Source records -
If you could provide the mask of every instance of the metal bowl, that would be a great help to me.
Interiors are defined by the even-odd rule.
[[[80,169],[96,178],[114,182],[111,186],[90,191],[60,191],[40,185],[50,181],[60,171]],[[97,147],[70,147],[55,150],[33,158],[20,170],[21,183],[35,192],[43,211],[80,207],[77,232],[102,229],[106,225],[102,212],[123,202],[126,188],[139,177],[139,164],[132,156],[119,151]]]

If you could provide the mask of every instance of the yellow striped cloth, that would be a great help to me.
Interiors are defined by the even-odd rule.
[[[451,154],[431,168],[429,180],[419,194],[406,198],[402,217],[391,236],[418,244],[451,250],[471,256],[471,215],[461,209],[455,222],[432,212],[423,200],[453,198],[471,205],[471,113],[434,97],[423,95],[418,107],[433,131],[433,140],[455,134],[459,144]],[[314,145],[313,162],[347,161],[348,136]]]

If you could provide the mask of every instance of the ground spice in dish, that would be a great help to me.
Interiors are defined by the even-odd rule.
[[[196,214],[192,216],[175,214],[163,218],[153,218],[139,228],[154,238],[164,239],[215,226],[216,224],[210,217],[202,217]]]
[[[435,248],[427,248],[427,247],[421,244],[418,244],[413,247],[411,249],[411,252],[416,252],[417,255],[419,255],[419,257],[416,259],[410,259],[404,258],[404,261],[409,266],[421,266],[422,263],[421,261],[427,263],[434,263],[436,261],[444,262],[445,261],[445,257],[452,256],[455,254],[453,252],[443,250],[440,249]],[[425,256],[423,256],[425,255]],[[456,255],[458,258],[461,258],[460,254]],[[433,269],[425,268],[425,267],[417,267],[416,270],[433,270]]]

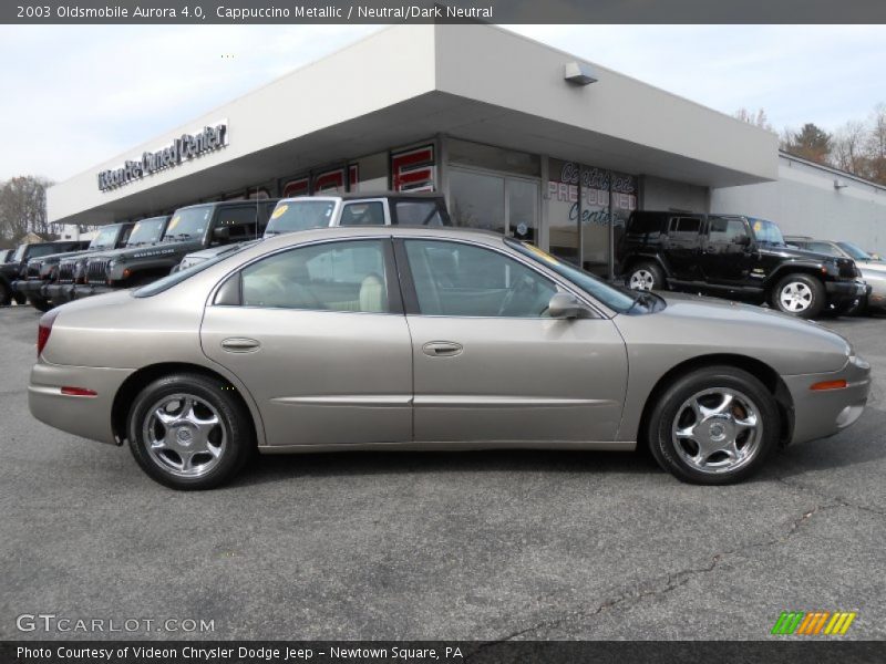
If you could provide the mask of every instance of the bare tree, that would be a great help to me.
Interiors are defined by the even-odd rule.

What you are asked to do - Format the rows as a JSON list of strings, one string per line, starting at the line containing "of the yellow" and ending at the last line of the rows. Skip blank lines and leave the pictures out.

Exercise response -
[
  "If you could provide the mask of every instance of the yellow striped cloth, that would be a great help to me.",
  "Interiors are defined by the even-odd rule.",
  "[[[451,154],[431,168],[429,180],[419,194],[406,198],[402,217],[391,236],[418,244],[451,250],[471,256],[471,215],[461,209],[455,222],[432,212],[423,200],[453,198],[471,205],[471,113],[434,97],[423,95],[418,107],[433,131],[433,140],[455,134],[459,144]],[[314,145],[313,162],[347,161],[348,136]]]",
  "If you could provide the mask of every instance of the ground spice in dish, that would be a great help to me.",
  "Interiors are defined by the even-odd rule.",
  "[[[196,214],[192,216],[175,214],[163,218],[153,218],[139,228],[154,238],[164,239],[215,226],[216,224],[210,217],[202,217]]]",
  "[[[435,248],[427,248],[427,247],[421,244],[418,244],[413,247],[411,249],[411,252],[416,252],[417,255],[419,255],[419,257],[416,259],[410,259],[404,258],[404,261],[409,266],[421,266],[422,263],[421,261],[427,263],[434,263],[436,261],[444,262],[445,261],[445,257],[452,256],[455,254],[453,252],[443,250],[440,249]],[[425,256],[423,256],[425,255]],[[456,255],[458,258],[461,258],[460,254]],[[433,269],[425,268],[425,267],[417,267],[416,270],[433,270]]]",
  "If you could provide the mask of every instance of the bare tree, that would be a great help to me.",
  "Interiors are defined by the even-odd rule."
]